# Job
Starting with the line that holds "on the house", copy out each remaining line of the listing below, up to and including the last one, and include nothing else.

(Records from a dataset)

◆ ◆ ◆ ◆ ◆ ◆ ◆

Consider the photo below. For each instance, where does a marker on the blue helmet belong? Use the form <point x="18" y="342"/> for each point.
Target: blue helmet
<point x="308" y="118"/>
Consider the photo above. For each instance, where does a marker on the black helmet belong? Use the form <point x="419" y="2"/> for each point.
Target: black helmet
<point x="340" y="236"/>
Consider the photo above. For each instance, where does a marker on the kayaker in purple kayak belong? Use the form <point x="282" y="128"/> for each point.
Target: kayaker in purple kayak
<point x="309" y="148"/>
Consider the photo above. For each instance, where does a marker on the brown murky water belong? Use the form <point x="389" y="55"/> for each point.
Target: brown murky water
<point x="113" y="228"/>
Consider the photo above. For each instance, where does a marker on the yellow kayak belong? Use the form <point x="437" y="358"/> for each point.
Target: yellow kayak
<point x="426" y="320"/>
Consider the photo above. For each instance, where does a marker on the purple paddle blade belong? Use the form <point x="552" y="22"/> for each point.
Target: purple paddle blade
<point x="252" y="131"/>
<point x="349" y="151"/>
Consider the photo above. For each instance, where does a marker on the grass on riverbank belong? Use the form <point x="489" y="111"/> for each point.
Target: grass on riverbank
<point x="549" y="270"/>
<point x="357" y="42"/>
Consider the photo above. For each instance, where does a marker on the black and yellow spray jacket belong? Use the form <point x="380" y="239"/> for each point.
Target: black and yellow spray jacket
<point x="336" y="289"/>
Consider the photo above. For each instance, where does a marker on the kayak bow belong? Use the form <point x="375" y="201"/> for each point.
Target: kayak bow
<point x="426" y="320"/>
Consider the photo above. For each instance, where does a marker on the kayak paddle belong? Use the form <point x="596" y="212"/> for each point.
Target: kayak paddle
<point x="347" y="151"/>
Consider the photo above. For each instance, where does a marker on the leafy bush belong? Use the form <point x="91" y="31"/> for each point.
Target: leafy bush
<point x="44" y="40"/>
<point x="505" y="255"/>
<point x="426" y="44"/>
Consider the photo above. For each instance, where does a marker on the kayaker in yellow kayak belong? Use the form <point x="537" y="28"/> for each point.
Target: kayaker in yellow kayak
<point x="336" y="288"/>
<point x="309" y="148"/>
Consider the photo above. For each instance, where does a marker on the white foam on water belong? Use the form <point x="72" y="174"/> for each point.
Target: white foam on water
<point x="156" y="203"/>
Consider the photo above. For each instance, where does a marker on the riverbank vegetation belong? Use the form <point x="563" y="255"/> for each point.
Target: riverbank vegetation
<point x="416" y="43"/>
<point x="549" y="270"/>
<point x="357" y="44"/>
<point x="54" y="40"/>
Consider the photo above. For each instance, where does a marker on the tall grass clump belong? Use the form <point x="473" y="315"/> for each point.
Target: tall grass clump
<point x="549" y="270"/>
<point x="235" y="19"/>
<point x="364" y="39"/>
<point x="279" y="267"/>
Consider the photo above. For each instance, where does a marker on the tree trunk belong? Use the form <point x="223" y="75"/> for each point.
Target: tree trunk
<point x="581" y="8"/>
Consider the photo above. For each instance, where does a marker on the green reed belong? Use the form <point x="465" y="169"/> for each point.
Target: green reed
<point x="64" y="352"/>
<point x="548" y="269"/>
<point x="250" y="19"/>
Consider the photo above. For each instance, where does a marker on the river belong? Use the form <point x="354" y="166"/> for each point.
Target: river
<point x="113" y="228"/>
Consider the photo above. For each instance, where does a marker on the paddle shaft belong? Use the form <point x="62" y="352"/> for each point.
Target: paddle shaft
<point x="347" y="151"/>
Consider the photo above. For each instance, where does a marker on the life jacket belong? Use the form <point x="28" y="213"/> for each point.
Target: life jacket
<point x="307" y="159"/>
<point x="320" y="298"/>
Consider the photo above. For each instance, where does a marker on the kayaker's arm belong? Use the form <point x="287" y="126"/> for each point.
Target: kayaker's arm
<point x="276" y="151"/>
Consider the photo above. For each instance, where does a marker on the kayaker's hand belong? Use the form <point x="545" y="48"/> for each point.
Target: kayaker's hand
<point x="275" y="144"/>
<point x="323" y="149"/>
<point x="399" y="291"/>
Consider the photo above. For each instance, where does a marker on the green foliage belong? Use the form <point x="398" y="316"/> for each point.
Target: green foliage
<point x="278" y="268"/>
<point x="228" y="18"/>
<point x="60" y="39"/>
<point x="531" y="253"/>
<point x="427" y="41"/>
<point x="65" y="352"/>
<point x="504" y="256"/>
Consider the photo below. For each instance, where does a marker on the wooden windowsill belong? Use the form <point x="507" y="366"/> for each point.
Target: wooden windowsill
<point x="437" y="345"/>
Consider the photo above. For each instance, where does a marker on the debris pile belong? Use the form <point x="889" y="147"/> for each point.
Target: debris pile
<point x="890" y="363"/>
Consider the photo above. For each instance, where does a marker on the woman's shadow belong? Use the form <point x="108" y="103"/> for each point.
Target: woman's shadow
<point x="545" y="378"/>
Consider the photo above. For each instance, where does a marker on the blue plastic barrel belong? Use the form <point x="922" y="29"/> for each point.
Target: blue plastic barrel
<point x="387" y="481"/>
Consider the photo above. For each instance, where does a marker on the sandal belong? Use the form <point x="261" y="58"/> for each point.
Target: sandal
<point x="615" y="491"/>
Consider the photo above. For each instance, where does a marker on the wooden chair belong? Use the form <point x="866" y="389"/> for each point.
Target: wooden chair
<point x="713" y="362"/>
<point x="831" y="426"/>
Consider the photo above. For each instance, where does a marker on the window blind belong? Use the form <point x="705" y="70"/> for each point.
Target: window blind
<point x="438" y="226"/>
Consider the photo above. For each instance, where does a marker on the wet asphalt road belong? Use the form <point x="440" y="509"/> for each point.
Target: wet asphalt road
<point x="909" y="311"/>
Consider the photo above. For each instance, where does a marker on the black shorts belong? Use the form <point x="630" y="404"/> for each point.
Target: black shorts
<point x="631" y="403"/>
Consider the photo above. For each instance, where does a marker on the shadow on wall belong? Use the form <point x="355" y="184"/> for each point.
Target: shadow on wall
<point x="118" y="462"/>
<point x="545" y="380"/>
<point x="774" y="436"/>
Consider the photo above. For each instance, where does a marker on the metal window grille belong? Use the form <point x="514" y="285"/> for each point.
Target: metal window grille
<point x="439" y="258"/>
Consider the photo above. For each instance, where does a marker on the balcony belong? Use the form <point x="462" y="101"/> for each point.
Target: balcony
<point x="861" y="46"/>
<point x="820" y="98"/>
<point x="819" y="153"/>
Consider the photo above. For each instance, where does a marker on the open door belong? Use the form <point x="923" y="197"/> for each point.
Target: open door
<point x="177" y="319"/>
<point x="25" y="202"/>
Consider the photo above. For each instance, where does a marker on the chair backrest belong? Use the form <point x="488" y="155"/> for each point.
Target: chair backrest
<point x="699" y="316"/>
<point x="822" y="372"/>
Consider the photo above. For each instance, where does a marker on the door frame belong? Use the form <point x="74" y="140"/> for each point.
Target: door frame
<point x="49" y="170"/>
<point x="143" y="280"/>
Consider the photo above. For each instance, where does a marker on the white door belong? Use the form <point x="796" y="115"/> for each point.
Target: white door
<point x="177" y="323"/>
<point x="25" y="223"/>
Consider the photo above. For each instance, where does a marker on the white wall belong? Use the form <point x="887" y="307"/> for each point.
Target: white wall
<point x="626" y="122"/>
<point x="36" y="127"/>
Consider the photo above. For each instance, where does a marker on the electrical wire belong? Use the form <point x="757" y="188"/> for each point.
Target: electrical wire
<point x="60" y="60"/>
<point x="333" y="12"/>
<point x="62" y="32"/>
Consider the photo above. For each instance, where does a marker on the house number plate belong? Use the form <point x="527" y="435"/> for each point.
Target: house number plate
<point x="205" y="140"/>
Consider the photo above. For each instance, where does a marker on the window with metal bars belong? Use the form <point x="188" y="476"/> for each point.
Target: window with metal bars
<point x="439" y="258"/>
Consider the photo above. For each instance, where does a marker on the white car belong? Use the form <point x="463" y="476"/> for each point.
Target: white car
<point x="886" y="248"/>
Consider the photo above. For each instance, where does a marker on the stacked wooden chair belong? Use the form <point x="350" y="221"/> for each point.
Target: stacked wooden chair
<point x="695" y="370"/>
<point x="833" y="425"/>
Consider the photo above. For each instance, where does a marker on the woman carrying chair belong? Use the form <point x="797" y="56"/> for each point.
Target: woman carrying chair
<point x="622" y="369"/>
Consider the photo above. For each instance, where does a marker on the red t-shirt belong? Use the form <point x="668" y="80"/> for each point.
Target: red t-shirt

◆ ◆ ◆ ◆ ◆ ◆ ◆

# Finished answer
Consider the photo above. For each instance, where does a marker on the house number plate belong? Use the form <point x="527" y="435"/> for each point.
Target: house number plate
<point x="205" y="140"/>
Consider the photo above. For each instance, where does a marker on the window with metal bars belong? Use the form <point x="188" y="476"/> for each point.
Target: window with metal bars
<point x="439" y="258"/>
Consider the photo above. For each instance, where does a marker on the white car belong? Use the form <point x="463" y="476"/> for each point.
Target: white car
<point x="886" y="248"/>
Consider the photo above. For each instance, where does a marker on the stacked wooden chair belong? Use the form <point x="350" y="221"/> for each point.
Target: stacked wooden chair
<point x="695" y="370"/>
<point x="833" y="425"/>
Consider the photo above. For each instance, where does a marker on the woman carrying chair belong? Use the form <point x="797" y="56"/> for each point.
Target: woman carrying chair
<point x="622" y="369"/>
Consider the photo above. For each instance, where does a marker on the red t-shirt belong? Use the form <point x="668" y="80"/> for each point.
Target: red t-shirt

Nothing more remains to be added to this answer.